Text to read ::
##############################

Question

Because not all airline passengers show up for their reserved seat, an airline sells 125 tickets for a flight that holds only 120 passengers. The probability that a passenger does not show up is 0.10, and the passengers behave independently. (a) What is the probability that every passenger who shows up can take the flight

Answer 1

98.75% probability that every passenger who shows up can take the flight

Explanation:

For each passenger who show up, there are only two possible outcomes. Either they can take the flight, or they do not. The probability of a passenger taking the flight is independent from other passenger. So the binomial probability distribution is used to solve this question.

However, we are working with a large sample. So i am going to aproximate this binomial distribution to the normal.

Binomial probability distribution

Probability of exactly x sucesses on n repeated trials, with p probability.

Can be approximated to a normal distribution, using the expected value and the standard deviation.

##############################

Material ::
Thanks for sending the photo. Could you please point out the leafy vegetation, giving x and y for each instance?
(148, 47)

##############################

Your tasks ::
(a) Do the following statements agree with the airline overbooking text? Answer yes or no for each, quoting the deciding words of the text.
(i) The flight holds fewer passengers than the number of tickets the airline sells.
(ii) The probability that a passenger does not show up is 0.05.
(iii) The answer approximates the binomial distribution with a Poisson distribution.
(b) Write the next part of the airline overbooking text, picking up after its last sentence.

Responses to the tasks ::
(a)
(i) Yes: "an airline sells 125 tickets for a flight that holds only 120 passengers"
(ii) No: "The probability that a passenger does not show up is 0.10"
(iii) No: "So i am going to aproximate this binomial distribution to the normal."

(b)
The expected value of the binomial distribution is:

`E(X) = np`

The standard deviation of the binomial distribution is:

`√(V(X)) = √(np(1-p))`

Normal probability distribution

Problems of normally distributed samples can be solved using the z-score formula.

In a set with mean
`\mu` and standard deviation
`\sigma`, the zscore of a measure X is given by:

`Z = (X - \mu)/(\sigma)`

The Z-score measures how many standard deviations the measure is from the mean. After finding the Z-score, we look at the z-score table and find the p-value associated with this z-score. This p-value is the probability that the value of the measure is smaller than X, that is, the percentile of X. Subtracting 1 by the pvalue, we get the probability that the value of the measure is greater than X.

When we are approximating a binomial distribution to a normal one, we have that
`\mu = E(X)`,
`\sigma = √(V(X))`.

The probability that a passenger does not show up is 0.10:

This means that the probability of showing up is 1-0.1 = 0.9. So
`p = 0.9`

Because not all airline passengers show up for their reserved seat, an airline sells 125 tickets

This means that
`n = 125`

Using the approximation:

`\mu = E(X) = np = 125*0.9 = 112.5`

`\sigma = √(V(X)) = √(np(1-p)) = √(125*0.9*0.1) = 3.354`

(a) What is the probability that every passenger who shows up can take the flight

This is
`P(X \leq 120)`, so this is the pvalue of Z when X = 120.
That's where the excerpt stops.